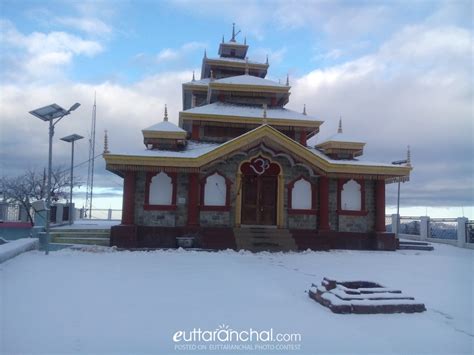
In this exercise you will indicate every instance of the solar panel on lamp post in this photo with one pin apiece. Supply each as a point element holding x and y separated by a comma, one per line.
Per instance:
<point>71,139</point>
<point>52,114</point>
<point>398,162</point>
---
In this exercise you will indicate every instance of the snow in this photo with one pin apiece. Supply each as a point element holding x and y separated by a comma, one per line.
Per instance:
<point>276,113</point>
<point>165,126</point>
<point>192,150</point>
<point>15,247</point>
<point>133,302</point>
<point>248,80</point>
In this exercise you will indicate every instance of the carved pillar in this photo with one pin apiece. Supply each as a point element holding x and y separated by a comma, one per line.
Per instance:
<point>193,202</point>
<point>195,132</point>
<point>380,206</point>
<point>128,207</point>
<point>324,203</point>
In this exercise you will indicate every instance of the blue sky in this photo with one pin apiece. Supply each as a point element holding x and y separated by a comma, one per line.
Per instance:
* * *
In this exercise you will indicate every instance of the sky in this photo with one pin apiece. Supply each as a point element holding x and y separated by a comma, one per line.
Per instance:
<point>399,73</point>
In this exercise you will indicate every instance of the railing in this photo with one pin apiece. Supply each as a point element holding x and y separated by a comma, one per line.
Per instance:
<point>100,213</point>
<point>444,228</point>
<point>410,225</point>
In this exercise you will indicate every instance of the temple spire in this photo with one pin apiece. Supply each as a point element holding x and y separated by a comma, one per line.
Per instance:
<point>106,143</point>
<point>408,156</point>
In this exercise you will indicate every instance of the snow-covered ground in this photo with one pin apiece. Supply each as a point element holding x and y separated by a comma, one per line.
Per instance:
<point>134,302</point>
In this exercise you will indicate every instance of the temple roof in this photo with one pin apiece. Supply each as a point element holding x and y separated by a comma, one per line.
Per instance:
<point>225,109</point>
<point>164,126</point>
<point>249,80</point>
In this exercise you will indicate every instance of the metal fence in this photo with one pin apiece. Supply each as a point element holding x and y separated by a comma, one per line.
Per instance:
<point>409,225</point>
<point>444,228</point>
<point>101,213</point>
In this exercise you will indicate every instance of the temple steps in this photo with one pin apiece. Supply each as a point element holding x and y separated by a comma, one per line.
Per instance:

What is needed. The number of lines above containing the word "snow" is all that should be returned.

Exercise output. 2